*** TEXT SEGMENT ***

In long-form piece on death, The Guardian avoids crucial research

by | Apr 25, 2024 | Consciousness, Consciousness Theories, Life & Death, Near-Death Experiences (NDE), Story Ideas | 0 comments

April 2024

A long-form story in The Guardian purports to cover the latest research on the process of dying and on Near-Death Experiences (NDE), the “extraordinary psychic journeys” some people have between cardiac arrest and resuscitation.

However, the piece revolves around the findings of one particular neuroscientist, Jimo Borjigin, and gives little attention to the extensive research that has been done on actual NDEs, although it mentions pioneers like Raymond Moody and scientists like Bruce Greyson, Pim van Lommel and Sam Parnia.

The article identifies three categories of near-death researchers — spiritualists, parapsychologists and physicalists — and clearly sides with the latter group. An effort is made to defend the idea that the mind cannot exist independently of the brain, which means that NDEs should not be able to happen if there is no activity in it. Notwithstanding, the writer does present some of the main pieces of evidence to the contrary.

In her research, Borjigin tries to determine not if activity occurs, but what activity in the brain could be responsible for the strong experiences some people report.

Her initial study, published in 2013, showed that rats’ brains briefly produced a “storm” of certain neurotransmitters after their hearts stopped and the flow of oxygen to the brain ceased. That study was criticized by NDE researchers Bruce Greyson (with a reply from Borjigin) and Robert Mays. Some mainstream media falsely portrayed the study as evidence that a dying brain produces heightened consciousness (which the paper did not say it proved).

Borjigin wondered if this brief brain activity could explain NDEs. She and three colleagues conducted a similar study on dying humans, primarily on one person named Patient One. The researchers found that when oxygen was cut off, some areas of the brain briefly had a “surge” of activity and a “synchronisation” of gamma waves.

***

TO DO —
a – According to the commentary on The Guardian's near-death article, in what year was Borjigin's initial study on rats published?
b – Resume the commentary on The Guardian's near-death article, starting right after its final sentence.

*** PROVIDED DATA ***

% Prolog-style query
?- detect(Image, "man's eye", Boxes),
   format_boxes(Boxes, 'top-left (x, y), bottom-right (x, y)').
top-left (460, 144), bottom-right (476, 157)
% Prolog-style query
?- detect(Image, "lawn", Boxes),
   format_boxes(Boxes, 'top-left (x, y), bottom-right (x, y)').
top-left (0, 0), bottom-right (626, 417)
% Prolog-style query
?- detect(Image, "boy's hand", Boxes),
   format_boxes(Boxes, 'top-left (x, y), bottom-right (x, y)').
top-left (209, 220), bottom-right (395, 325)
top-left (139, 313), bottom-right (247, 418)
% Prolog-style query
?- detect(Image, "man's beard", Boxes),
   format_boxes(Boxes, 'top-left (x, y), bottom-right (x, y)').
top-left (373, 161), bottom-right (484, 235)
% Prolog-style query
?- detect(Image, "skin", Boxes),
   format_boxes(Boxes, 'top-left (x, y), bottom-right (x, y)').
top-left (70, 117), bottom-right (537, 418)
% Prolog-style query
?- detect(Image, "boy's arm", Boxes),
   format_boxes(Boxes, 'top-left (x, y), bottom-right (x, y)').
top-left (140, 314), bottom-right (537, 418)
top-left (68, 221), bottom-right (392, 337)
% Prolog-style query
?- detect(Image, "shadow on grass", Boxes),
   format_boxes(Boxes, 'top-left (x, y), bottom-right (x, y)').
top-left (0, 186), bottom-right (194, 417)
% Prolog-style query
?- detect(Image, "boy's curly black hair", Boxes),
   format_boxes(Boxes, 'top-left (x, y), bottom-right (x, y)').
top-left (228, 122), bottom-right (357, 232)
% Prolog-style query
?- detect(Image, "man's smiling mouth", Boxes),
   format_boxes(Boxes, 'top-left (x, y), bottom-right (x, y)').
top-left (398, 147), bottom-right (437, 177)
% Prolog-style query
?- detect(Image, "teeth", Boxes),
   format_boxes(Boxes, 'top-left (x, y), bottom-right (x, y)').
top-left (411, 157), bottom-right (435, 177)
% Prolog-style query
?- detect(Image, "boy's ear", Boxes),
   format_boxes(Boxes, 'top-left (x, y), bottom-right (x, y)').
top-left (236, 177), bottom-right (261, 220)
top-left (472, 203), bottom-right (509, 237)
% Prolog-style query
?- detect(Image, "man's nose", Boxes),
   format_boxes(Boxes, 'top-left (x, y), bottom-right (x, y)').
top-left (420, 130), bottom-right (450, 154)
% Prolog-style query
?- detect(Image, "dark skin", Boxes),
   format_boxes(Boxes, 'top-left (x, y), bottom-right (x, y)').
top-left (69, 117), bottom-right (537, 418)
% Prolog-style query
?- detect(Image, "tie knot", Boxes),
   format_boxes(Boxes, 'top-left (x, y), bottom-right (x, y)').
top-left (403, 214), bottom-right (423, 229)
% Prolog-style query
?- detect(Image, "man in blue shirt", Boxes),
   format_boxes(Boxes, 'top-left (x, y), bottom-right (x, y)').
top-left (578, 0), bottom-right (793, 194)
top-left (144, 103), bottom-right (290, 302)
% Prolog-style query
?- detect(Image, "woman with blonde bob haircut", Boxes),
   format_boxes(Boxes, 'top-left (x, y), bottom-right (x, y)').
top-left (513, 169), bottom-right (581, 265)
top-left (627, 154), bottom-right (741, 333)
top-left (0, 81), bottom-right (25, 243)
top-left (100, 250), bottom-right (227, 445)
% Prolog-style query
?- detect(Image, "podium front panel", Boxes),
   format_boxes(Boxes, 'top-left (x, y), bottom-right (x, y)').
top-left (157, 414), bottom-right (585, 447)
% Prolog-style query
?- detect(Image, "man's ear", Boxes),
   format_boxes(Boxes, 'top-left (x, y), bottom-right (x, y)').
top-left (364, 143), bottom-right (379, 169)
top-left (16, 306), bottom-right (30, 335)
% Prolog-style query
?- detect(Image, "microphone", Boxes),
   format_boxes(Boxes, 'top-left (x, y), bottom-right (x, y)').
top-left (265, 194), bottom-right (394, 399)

***

ANSWERS FOR THIS EXERCISE —
a – 2013

b –
Because Patient One died, there is no way of knowing whether that person had a profound NDE or not. Borjigin is waiting to analyze brain activity data from dozens of other deceased patients, which entails the same problem.

In a commentary to this latest study by Borjigin, Greyson and van Lommel wrote: “The researchers reported no evidence whatsoever that these brain activities were correlated with conscious experiences in those two patients” (a Patient Three was studied, as well).

Writer Mark Mahin points out that, judging by the charts of the two papers, nothing special happened either in the rats’ brains or in the brain of Patient One:

“What they observed was simply the brain waves … quickly dying off to become a flat line.” Mahin contends that the word “surge” is misused, both in the rat study and the human study. What was detected was rather a “blip”.

This begs the question why such minuscule brain activity should give rise to some of the most extraordinary human experiences.

There are other scientifically based reasons to be cautious with the results by Borjigin et al.: Motion and muscle activity in other parts of the dying body also show up on EEG readouts, and there is a lot of gamma wave activity during deep sleep as well as under deep anesthesia.

Graphs of brain activity, be it small or big, of course say nothing about subjective conscious experience. Any knowledge about that requires words from the mouth of a survivor.

According to the research on survivors – the only people who can report NDEs – it appears that for a genuine NDE to occur, it is crucial that the brain is unplugged and “out of the way”.